**Selected extract:**
——————————

Whalen is so upset she consults a local psychiatrist about schizophrenics; he tells her they have problems following rules. At Pets Alive, every minute of the day is structured into a rigid routine so that two women can feed, clean, and water approximately 100 animals. Cogan’s role in this process is not clear. “She won’t do anything I ask her,” complains Whalen. “In fact, she does quite the opposite.”
Whalens anxieties escalate with a series of minor disasters. First, Cogan lets a group of feral cats out of their cages; it takes Beverly hours to catch them. One night, Cogan goes into the kennel, wakes up the dogs and the neighbors along with them. Whalen has to keep buildings and doors locked. “I’m constantly screaming at her,” she confesses guiltily. “Yet, I know it’s her illness.”
Negroponte doesn’t believe that Cogan is being that difficult. “Maggie went up there to help save Pets Alive,” he insists. Whalen thinks he’s completely unrealistic. “How can this woman help anyone if she can’t help herself?” But she will not kick her out. Whalen doesn’t blame Maggie for her condition, but she faults Negroponte. “He romanticized her problems,” she says. “Instead of making a movie about her, he should have gotten her some help.”
The documentary filmmaker is increasingly faced with the reality that Maggie can’t function in a normal environment—not that working for a woman who has 81 dogs is particularly “normal.” But Maggie doesn’t want to live in anyone else’s world; she’s satisfied with her own. Negroponte knows that she’s going to end up back in Central Park, homeless again. He begins to realize that the woman he made a movie about is not entirely the same person who is creating chaos at Pets Alive.
Katrina Pendelton, Maggie’s good friend, and I decide to visit. As we drive up, she regales me with hilarious stories about her husband, actor Austin Pendelton, and the cantankerous Cogan. Her husband is a fan, but Pendelton is Maggie’s real life support; she takes Cogan’s dogs to the vet and brings her soup and dog food at night. The Pendeltons are the proud owners of Prince William, son of King Boris.
When we arrive, Whalen is taking Pets Alive board members on the tour. We find Cogan raking manure in a field. When she’s finished, we sit down under a tree with Herculissa and Jovita. I ask Maggie how the dogs are doing. “They’re very disobedient because they can’t run free like they did in Central PArk,” she says. “And they can’t visit Boris.” Does she want to stay here? “Well, it’s beautiful, but there are so many rules. You have to walk on eggshells around here because the dogs have so many psychological problems. There’s certainly a higher I.Q. in Central Park.”

——————————

**Information shown:**

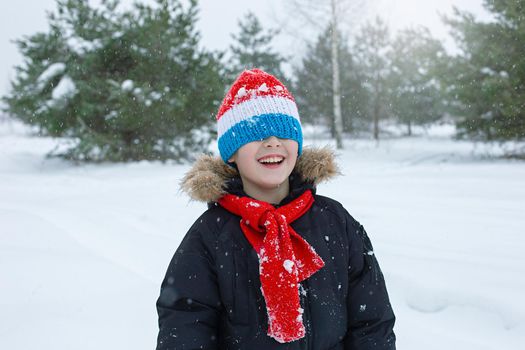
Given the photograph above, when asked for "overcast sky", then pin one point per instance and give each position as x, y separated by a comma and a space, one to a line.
218, 19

——————————

**Exercise instructions:** In the passage about Pets Alive, where does Negroponte know Cogan is going to end up?

**Answer to the problem:** Back in Central Park, homeless again.